*The task*
Report the count of lines below that include "clicks", without any other text.

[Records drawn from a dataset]
..............................
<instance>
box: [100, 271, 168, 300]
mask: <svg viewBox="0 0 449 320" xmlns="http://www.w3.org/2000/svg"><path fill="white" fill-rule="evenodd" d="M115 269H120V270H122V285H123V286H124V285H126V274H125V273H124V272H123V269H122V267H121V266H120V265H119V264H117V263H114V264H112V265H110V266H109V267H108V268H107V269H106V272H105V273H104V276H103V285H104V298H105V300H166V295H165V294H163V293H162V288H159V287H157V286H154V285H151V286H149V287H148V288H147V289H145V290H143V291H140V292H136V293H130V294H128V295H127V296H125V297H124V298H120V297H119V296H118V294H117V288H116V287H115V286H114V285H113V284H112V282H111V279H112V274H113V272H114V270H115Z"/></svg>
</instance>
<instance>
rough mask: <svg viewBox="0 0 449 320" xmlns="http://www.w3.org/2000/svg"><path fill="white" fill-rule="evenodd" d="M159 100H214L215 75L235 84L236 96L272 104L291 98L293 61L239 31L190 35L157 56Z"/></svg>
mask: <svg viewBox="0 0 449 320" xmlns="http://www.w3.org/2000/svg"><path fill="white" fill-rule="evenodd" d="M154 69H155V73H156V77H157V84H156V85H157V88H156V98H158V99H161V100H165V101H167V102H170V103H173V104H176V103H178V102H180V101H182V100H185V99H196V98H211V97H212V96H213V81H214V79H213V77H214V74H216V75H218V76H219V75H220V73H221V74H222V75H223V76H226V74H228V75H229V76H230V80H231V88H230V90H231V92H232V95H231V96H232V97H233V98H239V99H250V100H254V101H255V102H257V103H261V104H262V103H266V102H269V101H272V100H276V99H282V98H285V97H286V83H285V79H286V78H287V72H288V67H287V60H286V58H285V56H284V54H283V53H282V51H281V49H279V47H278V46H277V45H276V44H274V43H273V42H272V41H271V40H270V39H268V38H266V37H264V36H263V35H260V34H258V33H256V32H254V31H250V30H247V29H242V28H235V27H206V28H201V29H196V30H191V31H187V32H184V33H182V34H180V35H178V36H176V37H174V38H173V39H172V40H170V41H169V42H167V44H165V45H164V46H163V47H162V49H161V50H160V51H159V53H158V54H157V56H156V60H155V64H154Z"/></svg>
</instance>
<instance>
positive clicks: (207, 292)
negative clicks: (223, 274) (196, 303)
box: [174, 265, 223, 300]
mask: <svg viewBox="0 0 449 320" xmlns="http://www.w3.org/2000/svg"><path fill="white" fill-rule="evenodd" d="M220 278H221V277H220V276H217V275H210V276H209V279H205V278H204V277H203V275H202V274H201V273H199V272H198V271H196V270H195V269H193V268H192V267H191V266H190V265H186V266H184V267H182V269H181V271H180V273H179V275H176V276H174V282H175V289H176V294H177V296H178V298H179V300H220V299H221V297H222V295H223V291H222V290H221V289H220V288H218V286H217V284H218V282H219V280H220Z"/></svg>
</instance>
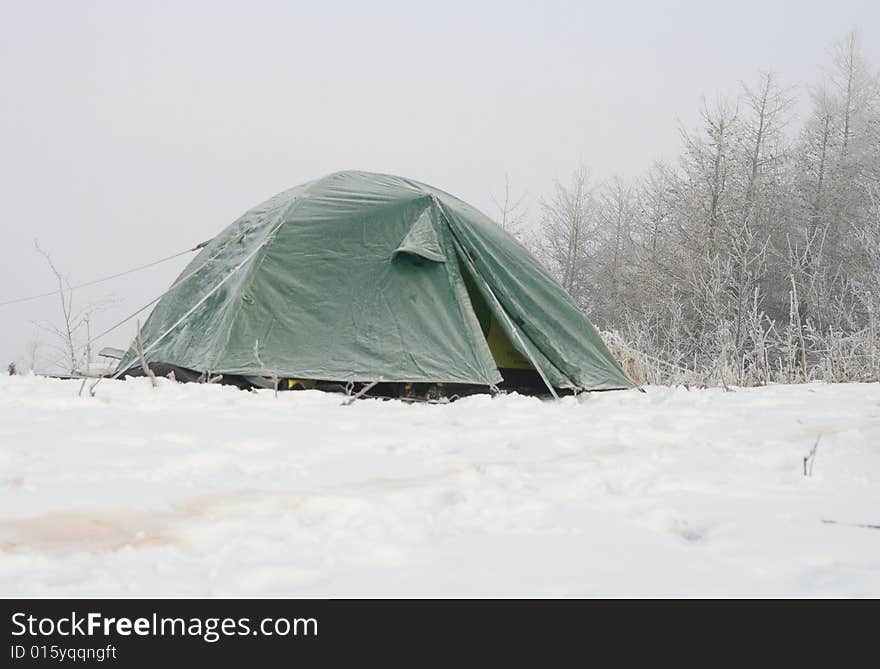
..............................
*Task result*
2